**Travail à réaliser**
D'après l'édito, quelle fonction Michèle Alliot-Marie occupait-elle lorsqu'elle a tenu les propos « On va vous aider avec une coopération policière » ?

**Texte**
◆ ◆ ◆

Membre de la rédaction vaudoise de Voix d’Exils

 




Édito. Monde civilisé ? Du n’importe quoi !

l’Édito est une nouvelle rubrique qui fait aujourd’hui son apparition dans Voix d’Exils.

On vit dans un monde où les pays dits « civilisés » dictent ce qui est bon et ce qui ne l’est pas. Ils nous dictent aussi ce qui est politiquement correct de dire/faire et même de penser en société et au nom de leur civilisation. Dans ce monde on assassine même en direct des prisonniers de guerre et on sourit quand on voit ces choses horribles.

Le monde civilisé est champion de la politique deux poids deux mesures. Capable de diaboliser Mugabe du Zimbabwe. De chasser Gbagbo de la Côte d’ivoire et de l’incarcérer à la Haye. D’organiser l’assassinat de Kadhafi en direct et en mondovision. Pour quelles raisons? Au nom de la démocratie? De la civilisation? Au nom d’intérêts économiques inavoués ? Allez savoir.

Ce qui est sûr, c’est que les réels motifs de ces acharnements n’ont rien à voir avec l’envie des pays civilisés de restaurer la démocratie et le bien-être dans ces pays. Sinon, comment expliquer que les dictateurs les plus féroces et les plus sanguinaires comme Paul Biya du Cameroun, Teodoro Obiang Nguema de la Guinée Equatoriale, Sassou Nguesso du Congo, Joseph Kabila de la République Démocratique du Congo, continuent à séjourner en Occident et sont reçus en grandes pompes par les pays dits « civilisés » et sans la moindre gêne? « On va vous aider avec une coopération policière ». Propos de Michèle Alliot-Marie, alors ministre français des Affaires étrangères, tenus pendant que le printemps arabe battait son plein en Tunisie et que les morts se comptaient par dizaines déjà. Cela avait montré aux yeux du monde entier une insensibilité incroyable de ce pays dit « civilisé ». Le dictateur Ben Ali était un « ami » (leur ami). Réveillez-vous ! Le monde est déjà un enfer ou des humains dansent autour des cadavres et où des gens se considérant comme « civilisés » fêtent avec un grand sourire la mort. Pourquoi ferment-ils les yeux sur ce qui se passe dans les autres pays comme le Gabon, l’Ethiopie, l’Erythrée, la Guinée équatoriale, le Maroc, le Swaziland, la République centrafricaine, l’Ouganda, le Soudan, le Cameroun, la République Démocratique du Congo, le Congo, le Burkina Faso ou le Togo? Et pourtant, nombre de ces régimes dictatoriaux (en Afrique, au Moyen-Orient, au Sri Lanka, à Cuba…) pourraient être renversés sans difficultés majeures si les occidentaux (monde civilisé) fournissaient les moyens adéquats comme la mise en place de sanctions diplomatiques, politiques et économiques contre ces dictatures ; grâce auxquelles les populations et les institutions indépendantes pourraient, au nom de la démocratie, restreindre les sources de pouvoir des dirigeants en place et, ainsi, endiguer leur nuisance. Ce qui n’est pas le cas. Pourquoi ?

◆ ◆ ◆

**Entrées extraites**
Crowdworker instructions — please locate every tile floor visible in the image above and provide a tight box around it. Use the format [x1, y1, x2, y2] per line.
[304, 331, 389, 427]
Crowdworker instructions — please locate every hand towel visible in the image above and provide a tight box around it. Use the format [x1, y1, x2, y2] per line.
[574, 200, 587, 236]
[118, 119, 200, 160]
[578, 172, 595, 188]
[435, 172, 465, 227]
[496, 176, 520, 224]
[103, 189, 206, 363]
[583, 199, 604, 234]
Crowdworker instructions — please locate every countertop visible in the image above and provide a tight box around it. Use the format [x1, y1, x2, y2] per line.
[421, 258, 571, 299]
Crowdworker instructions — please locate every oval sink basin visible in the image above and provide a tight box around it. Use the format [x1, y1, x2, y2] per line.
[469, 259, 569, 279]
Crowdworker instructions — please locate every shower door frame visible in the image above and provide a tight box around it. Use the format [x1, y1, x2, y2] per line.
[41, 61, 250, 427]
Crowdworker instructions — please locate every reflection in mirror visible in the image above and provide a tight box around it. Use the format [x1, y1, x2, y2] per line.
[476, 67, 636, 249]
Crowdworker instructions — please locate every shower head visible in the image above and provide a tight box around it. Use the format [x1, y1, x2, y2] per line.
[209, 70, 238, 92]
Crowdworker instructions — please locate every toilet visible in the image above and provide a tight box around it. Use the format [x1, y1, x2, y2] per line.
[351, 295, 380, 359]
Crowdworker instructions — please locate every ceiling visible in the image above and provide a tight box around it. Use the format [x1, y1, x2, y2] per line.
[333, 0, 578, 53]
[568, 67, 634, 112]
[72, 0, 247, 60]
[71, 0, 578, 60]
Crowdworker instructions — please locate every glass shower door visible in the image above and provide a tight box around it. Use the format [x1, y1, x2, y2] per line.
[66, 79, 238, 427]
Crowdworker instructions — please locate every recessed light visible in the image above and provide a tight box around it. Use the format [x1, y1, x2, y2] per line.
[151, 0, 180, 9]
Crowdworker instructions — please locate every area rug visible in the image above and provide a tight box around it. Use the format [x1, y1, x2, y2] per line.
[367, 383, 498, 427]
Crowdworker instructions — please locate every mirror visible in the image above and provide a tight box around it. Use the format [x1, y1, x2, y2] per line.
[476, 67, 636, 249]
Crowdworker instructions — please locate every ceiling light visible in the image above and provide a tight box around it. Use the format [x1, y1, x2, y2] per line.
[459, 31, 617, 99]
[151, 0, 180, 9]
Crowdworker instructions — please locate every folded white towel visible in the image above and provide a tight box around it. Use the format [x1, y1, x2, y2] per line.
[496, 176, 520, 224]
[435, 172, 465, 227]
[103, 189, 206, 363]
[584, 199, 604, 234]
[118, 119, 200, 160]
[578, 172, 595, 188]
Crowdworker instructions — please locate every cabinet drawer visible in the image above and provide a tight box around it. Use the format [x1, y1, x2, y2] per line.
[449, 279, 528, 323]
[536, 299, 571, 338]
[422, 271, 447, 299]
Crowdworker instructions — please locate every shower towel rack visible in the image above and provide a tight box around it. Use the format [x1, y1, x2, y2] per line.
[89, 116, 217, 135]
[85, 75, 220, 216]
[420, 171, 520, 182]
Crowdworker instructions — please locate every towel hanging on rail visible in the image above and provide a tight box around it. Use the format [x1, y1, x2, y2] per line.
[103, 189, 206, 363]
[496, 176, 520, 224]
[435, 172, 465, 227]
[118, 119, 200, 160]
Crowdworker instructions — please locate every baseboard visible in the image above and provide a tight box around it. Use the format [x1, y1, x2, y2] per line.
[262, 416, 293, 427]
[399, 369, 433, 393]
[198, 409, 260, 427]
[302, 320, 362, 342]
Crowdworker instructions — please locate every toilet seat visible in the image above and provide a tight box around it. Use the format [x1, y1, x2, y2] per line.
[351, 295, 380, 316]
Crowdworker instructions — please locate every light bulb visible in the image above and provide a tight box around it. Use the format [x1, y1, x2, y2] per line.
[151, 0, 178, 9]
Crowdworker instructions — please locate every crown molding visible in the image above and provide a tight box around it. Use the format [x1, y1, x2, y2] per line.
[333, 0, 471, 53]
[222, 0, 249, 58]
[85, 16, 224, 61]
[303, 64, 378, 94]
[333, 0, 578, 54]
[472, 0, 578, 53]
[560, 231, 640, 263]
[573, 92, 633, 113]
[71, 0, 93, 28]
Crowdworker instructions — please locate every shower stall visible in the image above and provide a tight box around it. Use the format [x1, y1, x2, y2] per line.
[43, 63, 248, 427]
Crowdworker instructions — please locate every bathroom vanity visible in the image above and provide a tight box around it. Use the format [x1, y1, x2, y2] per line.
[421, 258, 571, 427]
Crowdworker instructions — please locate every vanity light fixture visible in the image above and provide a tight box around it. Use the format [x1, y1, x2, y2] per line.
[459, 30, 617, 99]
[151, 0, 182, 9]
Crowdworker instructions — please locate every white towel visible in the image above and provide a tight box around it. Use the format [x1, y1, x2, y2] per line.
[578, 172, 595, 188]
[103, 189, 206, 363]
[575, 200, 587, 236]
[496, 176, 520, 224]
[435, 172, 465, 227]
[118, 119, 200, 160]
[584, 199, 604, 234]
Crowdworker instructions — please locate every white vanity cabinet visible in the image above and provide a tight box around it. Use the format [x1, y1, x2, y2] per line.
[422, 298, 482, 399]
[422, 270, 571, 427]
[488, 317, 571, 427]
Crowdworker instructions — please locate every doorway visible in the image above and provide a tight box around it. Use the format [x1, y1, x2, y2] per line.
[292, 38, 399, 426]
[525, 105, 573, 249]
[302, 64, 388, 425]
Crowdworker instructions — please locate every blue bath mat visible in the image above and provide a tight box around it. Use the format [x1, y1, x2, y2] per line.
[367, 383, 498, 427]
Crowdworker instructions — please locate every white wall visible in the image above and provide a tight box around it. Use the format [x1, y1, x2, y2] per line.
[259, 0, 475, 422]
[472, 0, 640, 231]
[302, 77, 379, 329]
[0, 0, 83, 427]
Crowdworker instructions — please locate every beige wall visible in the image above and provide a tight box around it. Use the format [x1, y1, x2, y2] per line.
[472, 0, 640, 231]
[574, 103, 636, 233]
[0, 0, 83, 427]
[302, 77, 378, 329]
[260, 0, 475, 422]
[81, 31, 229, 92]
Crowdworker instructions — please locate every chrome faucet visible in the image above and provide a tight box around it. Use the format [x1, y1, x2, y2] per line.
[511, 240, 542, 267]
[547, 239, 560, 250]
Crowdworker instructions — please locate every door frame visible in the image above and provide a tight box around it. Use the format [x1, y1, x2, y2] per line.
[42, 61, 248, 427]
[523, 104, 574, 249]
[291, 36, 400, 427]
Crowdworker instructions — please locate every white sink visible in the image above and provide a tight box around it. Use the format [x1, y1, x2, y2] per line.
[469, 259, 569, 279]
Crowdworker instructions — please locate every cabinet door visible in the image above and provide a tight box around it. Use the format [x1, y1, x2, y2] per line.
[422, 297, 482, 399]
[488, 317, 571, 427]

◆ ◆ ◆

**Réponse attendue**
Elle était alors ministre française des Affaires étrangères.